> [AIM] How many lines in the listing below contain the string "hood", with case taken into account? Give only the number.

------ EXTRACTED RECORDS

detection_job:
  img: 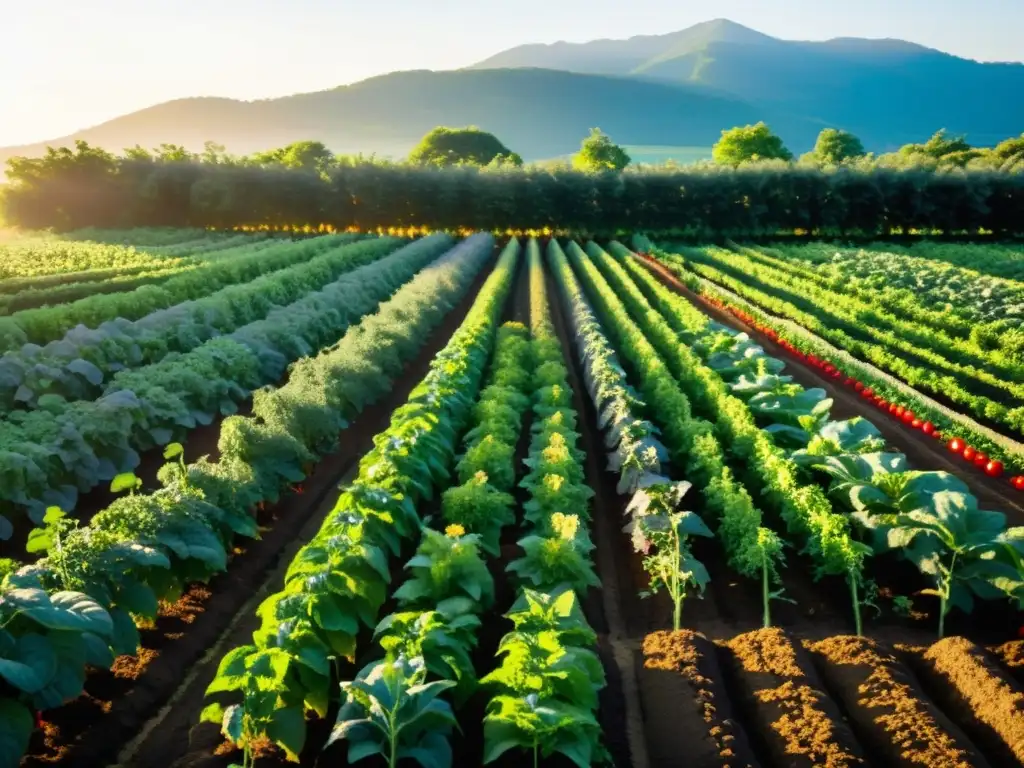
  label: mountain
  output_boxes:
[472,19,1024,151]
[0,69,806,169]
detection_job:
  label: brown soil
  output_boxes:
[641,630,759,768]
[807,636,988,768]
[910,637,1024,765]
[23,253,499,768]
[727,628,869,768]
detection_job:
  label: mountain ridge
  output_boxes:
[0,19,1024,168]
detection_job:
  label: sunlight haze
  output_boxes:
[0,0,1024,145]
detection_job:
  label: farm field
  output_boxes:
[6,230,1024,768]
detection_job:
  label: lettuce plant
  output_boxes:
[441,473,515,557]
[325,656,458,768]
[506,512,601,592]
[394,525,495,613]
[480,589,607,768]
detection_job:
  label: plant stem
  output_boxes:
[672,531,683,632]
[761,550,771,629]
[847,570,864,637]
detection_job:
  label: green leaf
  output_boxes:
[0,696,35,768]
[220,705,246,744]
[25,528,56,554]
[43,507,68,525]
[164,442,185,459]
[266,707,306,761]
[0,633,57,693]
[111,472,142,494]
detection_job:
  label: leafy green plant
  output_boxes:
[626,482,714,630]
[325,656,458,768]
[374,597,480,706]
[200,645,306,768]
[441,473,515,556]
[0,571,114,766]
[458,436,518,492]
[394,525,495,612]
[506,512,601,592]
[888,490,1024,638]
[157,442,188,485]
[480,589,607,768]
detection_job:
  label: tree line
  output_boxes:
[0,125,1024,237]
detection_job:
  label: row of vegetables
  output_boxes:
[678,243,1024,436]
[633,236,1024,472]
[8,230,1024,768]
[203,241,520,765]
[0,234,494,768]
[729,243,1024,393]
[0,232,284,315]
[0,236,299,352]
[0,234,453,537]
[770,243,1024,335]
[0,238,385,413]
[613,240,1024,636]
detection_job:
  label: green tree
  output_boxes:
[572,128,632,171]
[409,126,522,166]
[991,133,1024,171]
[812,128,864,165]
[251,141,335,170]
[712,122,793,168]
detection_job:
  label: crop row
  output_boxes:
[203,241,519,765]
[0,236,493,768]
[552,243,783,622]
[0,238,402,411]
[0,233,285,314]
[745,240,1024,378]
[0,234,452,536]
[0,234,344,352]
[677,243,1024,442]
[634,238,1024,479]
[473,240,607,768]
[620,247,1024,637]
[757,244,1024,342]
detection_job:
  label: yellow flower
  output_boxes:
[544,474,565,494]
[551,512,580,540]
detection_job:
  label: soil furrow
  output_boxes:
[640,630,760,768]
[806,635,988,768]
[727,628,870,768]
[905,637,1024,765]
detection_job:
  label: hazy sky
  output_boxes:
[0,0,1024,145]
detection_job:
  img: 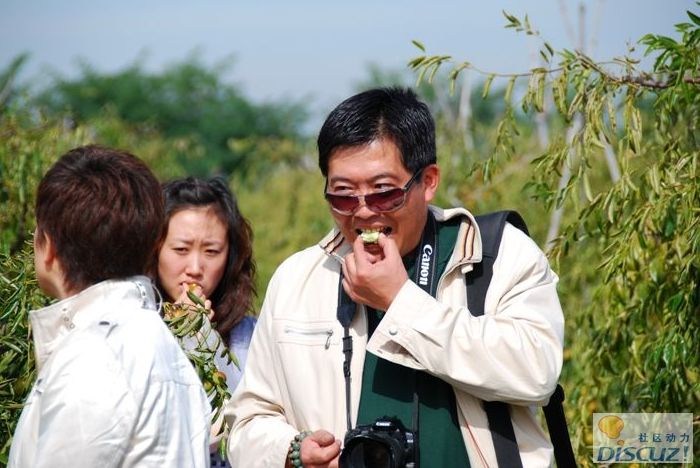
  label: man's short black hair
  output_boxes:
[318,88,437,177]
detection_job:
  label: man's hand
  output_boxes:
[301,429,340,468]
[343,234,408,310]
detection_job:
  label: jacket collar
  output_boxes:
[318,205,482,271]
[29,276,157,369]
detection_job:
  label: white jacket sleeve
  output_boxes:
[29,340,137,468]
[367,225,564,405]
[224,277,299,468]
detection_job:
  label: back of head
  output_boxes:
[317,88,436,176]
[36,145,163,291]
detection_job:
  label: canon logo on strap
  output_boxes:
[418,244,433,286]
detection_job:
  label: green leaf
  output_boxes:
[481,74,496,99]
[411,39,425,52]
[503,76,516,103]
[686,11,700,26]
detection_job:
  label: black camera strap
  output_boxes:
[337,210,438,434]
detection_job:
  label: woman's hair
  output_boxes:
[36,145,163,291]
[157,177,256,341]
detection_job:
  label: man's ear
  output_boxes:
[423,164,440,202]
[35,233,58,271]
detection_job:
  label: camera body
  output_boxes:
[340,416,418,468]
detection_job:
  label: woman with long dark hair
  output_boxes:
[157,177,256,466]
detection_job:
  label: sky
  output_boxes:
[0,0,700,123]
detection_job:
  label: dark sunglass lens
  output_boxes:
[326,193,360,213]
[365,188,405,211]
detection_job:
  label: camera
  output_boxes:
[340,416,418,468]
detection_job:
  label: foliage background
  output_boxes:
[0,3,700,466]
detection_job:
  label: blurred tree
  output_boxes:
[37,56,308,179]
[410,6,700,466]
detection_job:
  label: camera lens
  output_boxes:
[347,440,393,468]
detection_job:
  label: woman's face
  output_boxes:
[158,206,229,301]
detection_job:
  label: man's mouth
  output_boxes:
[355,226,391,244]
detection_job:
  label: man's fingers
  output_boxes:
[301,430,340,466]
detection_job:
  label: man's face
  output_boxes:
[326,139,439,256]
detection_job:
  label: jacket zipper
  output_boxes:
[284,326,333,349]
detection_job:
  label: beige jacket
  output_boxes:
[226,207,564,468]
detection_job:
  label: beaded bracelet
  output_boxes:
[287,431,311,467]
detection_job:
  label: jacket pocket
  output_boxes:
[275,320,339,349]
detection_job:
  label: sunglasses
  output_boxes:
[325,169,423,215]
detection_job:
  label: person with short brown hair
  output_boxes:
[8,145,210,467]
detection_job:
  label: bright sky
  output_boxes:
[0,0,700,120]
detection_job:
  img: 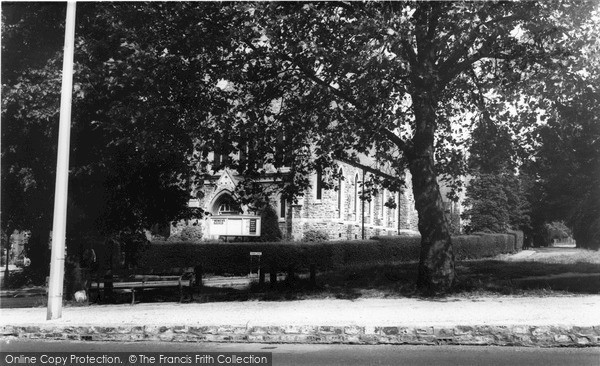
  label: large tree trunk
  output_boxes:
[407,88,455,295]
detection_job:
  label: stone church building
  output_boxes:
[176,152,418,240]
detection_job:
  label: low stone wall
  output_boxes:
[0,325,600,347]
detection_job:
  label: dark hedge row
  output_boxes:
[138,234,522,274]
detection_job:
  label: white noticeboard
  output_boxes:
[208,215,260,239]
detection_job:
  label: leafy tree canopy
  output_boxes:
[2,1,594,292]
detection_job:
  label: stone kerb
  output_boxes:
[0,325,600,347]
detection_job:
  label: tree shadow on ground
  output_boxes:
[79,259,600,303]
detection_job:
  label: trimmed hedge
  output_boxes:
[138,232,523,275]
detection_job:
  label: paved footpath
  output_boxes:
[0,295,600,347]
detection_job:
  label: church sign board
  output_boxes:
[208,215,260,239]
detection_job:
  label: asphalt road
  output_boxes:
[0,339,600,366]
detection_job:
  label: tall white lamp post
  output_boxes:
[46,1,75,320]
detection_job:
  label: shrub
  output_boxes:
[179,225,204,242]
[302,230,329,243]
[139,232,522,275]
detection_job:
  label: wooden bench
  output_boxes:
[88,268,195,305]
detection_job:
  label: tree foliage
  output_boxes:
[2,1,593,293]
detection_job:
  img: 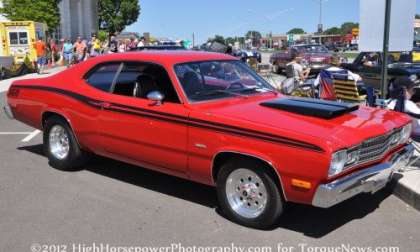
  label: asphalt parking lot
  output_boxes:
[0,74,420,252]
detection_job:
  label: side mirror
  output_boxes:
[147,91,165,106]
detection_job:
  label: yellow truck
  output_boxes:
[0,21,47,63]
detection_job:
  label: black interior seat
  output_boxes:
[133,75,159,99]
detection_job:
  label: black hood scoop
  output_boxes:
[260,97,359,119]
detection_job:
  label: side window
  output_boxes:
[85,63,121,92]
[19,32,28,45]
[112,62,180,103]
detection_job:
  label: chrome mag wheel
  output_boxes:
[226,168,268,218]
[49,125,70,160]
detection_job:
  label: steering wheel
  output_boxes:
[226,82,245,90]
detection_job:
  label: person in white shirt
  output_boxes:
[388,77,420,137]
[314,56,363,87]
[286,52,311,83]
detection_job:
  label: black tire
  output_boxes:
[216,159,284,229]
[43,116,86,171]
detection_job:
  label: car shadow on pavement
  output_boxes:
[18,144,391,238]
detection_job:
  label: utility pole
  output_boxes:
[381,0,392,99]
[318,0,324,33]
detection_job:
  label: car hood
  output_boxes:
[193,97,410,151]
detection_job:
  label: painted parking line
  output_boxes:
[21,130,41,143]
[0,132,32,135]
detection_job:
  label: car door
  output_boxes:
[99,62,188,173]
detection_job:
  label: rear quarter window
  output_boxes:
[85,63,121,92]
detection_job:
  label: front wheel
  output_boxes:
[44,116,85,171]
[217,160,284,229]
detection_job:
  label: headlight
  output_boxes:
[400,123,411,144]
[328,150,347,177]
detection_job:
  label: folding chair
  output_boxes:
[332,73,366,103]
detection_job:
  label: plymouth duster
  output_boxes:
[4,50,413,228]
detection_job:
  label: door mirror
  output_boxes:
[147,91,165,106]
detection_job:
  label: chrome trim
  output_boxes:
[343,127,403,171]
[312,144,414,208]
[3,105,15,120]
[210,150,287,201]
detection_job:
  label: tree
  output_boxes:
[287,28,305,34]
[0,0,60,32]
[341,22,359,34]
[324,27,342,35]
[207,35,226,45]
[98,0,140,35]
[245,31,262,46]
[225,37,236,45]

------------
------ EXTRACTED RECORDS

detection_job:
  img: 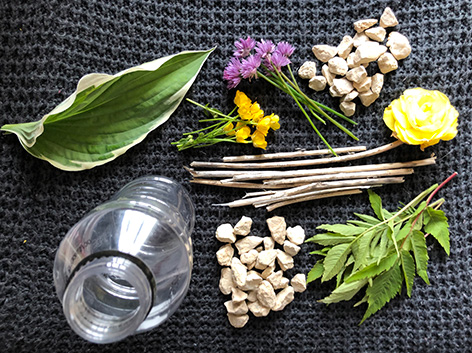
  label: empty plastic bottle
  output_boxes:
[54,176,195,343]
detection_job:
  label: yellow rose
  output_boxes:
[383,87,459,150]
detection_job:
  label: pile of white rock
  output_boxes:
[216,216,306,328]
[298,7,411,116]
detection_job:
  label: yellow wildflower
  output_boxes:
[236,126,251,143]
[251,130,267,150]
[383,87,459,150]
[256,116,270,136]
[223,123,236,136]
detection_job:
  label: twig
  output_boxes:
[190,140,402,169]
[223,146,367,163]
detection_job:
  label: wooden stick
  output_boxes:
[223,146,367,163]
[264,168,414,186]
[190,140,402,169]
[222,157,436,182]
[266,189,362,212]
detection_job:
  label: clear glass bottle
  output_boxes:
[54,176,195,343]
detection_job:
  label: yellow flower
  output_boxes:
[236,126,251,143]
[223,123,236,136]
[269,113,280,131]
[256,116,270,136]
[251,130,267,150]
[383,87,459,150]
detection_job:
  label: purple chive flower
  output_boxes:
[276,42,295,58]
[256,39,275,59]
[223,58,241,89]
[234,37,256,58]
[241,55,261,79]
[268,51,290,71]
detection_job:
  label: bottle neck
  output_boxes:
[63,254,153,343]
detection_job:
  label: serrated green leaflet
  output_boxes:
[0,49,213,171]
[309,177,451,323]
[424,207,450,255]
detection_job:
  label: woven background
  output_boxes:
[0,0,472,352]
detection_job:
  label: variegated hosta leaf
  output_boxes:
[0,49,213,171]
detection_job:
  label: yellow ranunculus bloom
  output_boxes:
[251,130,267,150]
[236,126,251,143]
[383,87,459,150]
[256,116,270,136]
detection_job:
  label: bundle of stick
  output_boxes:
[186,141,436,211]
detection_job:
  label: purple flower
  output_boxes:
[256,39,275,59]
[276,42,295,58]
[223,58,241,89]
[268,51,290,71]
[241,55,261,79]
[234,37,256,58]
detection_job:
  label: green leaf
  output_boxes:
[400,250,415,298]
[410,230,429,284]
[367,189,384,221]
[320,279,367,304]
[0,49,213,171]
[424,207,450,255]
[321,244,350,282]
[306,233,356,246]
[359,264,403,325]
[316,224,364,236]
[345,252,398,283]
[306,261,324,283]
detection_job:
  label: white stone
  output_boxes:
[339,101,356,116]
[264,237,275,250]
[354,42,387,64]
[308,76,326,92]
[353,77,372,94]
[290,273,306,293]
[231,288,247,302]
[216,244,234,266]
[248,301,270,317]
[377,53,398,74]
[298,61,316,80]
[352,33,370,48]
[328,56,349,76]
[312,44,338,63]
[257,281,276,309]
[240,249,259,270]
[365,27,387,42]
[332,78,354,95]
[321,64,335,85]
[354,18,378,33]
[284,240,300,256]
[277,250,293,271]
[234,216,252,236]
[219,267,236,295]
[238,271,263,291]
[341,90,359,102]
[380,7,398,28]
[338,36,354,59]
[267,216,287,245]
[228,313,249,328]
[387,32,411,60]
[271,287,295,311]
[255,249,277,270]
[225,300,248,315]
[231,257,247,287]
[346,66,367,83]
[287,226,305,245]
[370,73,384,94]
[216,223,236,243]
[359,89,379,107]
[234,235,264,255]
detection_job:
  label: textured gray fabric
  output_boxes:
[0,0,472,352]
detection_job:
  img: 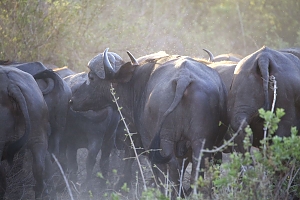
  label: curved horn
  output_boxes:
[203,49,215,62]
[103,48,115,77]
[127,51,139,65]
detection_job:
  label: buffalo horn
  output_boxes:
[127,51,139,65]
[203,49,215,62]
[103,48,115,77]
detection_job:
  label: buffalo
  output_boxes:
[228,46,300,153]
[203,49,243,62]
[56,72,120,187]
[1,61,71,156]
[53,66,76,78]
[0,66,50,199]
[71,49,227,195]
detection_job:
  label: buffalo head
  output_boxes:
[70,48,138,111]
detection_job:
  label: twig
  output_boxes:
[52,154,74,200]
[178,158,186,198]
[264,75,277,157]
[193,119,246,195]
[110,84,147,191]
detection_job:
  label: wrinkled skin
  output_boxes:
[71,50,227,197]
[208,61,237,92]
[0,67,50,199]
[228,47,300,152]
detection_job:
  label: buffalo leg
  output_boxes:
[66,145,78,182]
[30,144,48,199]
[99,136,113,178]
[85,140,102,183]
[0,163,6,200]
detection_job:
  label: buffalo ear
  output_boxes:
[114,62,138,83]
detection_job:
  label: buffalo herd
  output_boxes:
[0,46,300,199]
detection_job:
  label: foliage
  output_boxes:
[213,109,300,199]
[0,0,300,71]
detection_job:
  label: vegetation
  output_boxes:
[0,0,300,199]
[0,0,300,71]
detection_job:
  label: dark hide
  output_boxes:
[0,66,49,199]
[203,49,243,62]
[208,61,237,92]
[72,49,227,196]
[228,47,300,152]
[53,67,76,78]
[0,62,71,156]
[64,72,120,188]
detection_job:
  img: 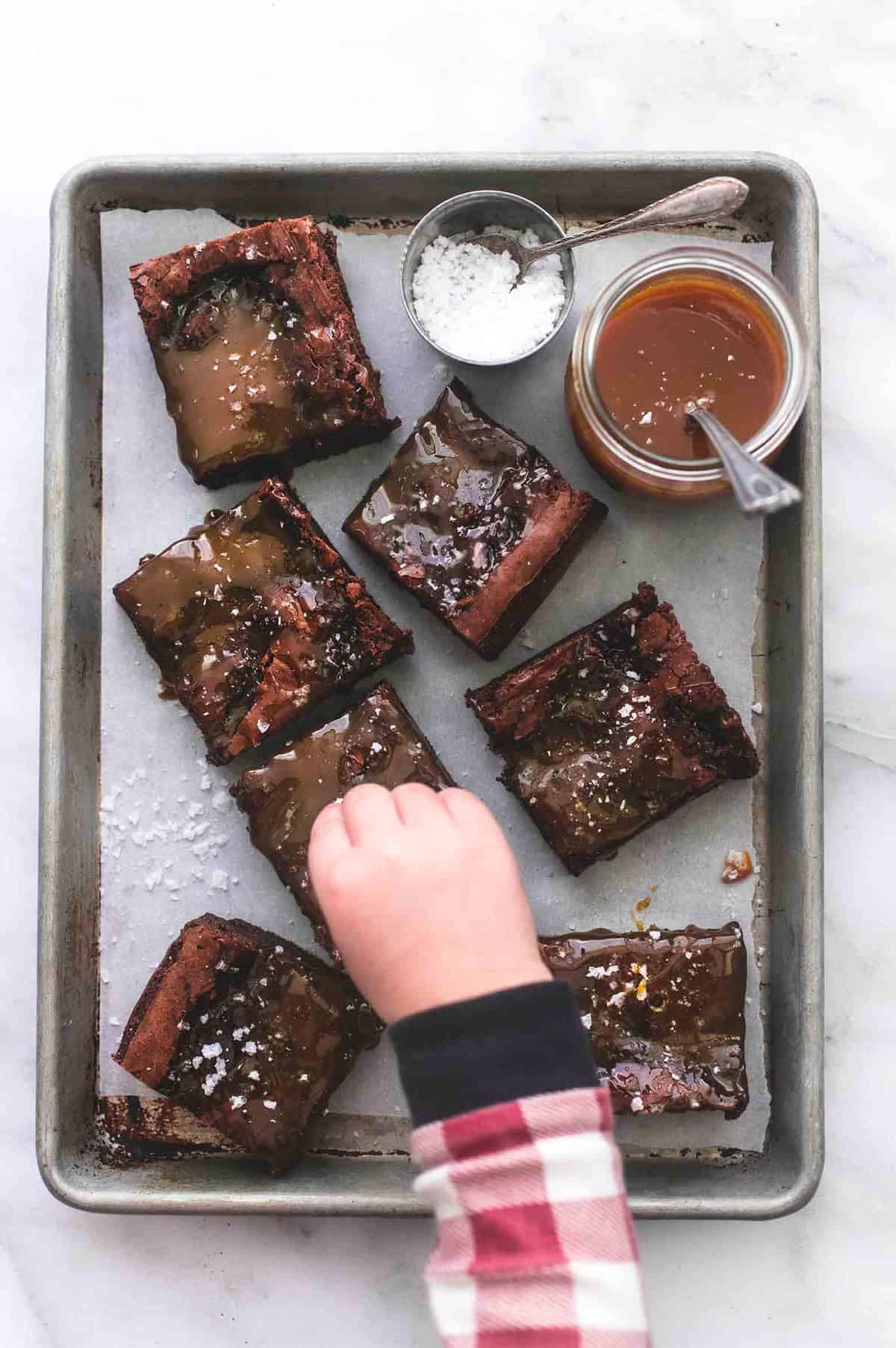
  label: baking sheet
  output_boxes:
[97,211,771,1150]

------------

> [WRITTEN ANSWER] 2